The required output is the line containing "Retail shelf-audit station: indicate every instance of the woman" and every line after it, transcribed exactly through the end of the data below.

Referring expression data:
+++
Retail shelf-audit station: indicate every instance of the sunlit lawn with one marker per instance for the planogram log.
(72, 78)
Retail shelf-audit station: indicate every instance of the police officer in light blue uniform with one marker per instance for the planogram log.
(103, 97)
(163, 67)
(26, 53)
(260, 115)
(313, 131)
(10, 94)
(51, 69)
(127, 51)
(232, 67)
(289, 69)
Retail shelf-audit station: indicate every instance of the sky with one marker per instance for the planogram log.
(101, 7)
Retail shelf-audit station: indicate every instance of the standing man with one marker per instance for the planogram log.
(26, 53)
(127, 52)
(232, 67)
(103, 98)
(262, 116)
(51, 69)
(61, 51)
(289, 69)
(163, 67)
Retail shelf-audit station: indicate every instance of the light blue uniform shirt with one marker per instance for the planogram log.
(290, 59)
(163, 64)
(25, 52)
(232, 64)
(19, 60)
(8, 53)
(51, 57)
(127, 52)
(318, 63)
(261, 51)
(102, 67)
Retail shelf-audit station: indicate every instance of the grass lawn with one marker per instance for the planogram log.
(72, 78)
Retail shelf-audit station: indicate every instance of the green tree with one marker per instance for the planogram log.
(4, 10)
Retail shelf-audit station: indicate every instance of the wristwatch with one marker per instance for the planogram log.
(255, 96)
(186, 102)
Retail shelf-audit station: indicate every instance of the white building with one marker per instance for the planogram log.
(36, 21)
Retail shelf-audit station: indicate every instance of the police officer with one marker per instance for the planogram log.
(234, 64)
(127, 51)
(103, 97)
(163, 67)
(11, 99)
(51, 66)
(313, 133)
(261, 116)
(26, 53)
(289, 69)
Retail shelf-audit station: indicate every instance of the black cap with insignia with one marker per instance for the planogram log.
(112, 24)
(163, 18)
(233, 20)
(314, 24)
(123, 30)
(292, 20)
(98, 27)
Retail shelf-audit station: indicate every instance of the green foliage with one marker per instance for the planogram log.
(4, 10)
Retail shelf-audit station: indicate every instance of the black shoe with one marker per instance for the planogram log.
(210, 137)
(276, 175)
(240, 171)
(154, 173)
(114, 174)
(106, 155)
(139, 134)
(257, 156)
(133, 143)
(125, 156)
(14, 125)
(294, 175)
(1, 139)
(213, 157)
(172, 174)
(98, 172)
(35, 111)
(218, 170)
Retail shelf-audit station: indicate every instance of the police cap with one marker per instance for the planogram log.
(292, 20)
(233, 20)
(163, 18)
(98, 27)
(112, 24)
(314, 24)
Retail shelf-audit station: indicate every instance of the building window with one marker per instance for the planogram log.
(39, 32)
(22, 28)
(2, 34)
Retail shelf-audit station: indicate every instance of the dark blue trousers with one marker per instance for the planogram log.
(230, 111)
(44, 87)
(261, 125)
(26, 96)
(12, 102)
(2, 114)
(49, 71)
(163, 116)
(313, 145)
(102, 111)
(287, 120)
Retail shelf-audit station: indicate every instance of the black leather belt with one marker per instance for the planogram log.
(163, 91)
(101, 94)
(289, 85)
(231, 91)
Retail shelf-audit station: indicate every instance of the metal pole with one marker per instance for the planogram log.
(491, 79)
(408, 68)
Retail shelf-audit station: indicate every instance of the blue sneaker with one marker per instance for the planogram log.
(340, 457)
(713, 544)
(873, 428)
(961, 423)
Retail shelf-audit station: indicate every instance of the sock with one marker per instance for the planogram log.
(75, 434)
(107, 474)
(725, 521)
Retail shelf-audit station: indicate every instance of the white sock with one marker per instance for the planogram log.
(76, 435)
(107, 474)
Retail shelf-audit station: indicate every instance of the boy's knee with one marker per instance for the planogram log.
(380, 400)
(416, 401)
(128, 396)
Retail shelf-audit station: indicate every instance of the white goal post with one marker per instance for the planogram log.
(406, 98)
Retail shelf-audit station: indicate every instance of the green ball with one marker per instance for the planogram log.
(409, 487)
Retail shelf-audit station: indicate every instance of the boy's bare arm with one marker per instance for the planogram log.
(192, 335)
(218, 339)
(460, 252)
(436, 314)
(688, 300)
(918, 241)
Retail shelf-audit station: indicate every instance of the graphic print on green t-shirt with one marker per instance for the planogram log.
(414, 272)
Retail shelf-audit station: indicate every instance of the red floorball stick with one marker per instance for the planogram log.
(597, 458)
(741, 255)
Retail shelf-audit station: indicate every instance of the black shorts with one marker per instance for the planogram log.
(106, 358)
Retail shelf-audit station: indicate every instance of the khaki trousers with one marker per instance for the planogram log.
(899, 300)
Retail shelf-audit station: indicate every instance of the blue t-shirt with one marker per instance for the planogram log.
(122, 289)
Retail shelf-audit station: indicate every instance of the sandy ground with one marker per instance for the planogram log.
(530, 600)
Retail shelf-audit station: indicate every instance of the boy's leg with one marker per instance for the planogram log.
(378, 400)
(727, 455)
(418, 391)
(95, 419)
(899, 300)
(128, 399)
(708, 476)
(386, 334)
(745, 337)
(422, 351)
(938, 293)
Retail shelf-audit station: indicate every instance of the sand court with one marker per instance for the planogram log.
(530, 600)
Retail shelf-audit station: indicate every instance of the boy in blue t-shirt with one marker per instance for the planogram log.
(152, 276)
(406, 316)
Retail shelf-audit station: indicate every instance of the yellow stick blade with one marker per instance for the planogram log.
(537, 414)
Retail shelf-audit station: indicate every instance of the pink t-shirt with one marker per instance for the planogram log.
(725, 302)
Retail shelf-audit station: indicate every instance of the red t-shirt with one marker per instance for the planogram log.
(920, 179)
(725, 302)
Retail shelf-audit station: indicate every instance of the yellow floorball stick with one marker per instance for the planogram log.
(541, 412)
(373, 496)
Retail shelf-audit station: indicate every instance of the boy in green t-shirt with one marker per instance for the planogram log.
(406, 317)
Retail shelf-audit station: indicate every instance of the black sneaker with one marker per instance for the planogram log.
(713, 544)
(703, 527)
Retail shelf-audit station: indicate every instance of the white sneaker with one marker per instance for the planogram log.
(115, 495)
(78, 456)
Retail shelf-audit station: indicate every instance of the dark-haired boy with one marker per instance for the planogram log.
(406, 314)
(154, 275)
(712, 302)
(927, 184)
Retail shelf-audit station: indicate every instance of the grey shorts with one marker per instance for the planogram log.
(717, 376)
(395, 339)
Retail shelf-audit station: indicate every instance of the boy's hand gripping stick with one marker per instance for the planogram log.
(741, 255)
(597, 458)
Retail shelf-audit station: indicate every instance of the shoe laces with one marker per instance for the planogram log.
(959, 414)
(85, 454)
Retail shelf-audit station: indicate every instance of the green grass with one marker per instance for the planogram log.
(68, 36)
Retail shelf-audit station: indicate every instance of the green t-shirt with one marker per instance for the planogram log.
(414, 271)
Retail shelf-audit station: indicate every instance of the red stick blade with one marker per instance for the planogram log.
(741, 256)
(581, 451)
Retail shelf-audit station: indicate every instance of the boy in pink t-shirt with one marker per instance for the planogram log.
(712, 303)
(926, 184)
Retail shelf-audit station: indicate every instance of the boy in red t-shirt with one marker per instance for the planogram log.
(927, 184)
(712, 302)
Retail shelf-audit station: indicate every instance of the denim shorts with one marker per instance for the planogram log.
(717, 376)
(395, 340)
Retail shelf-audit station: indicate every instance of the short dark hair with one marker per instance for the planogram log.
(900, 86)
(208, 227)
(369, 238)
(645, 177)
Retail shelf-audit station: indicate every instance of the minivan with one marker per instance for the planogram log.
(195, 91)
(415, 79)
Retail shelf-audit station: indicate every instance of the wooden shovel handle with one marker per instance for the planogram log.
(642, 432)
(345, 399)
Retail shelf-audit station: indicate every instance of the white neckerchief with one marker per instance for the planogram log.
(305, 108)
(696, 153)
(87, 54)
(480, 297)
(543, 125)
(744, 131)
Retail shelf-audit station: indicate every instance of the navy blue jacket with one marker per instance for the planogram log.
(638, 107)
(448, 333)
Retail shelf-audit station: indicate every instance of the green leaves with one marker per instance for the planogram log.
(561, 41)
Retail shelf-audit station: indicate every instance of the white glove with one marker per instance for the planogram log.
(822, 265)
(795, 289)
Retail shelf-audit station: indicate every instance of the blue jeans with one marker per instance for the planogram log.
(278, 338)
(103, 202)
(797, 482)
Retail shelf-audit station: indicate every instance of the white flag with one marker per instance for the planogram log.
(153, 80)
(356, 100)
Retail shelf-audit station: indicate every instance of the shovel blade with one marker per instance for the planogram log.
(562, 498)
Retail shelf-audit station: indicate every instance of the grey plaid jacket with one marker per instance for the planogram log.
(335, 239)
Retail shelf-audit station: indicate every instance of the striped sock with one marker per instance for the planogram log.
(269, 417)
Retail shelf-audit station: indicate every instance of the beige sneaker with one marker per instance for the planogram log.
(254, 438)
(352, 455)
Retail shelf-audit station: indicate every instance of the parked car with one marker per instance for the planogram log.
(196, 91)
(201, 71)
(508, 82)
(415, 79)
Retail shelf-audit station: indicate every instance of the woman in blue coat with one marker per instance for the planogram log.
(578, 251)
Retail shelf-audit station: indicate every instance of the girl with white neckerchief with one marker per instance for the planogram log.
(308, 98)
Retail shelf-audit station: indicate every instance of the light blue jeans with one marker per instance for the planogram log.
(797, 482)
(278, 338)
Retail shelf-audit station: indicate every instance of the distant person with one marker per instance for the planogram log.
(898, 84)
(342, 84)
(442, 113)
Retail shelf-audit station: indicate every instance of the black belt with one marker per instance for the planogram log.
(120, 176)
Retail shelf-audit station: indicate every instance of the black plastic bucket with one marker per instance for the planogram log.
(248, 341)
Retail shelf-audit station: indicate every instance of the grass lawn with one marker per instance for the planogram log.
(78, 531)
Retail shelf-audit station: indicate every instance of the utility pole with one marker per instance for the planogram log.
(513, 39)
+++
▶ RESULT FOR THIS TASK:
Retail shelf-audit station: indicate every instance of the woman in blue coat with one marker per instance for the planogram log.
(578, 251)
Retail shelf-audit station: indicate every instance of the girl with white neckerchief with one marker per instance for the planogram log.
(308, 98)
Retail shelf-audit station: indicate every instance of the light blue jeans with one marker per instance for the planogram log.
(797, 482)
(278, 338)
Retail shelf-audit station: indicate every instance of the distant person with one marker per instance for the planogram log.
(898, 84)
(342, 84)
(442, 113)
Retail shelf-audit station: indicate every instance of the black belt with one marker per instance for the planogram log.
(120, 176)
Retail shelf-audit station: indicate every instance of the black plastic bucket with one marker per instance for the planogram log.
(248, 341)
Retail shelf-audit station: indicate every instance of the grass lawn with one marker per instance for the planogram log.
(78, 531)
Retail shelf-audit station: indicate every instance of the utility pole with one marker per instance for the planogram log.
(513, 39)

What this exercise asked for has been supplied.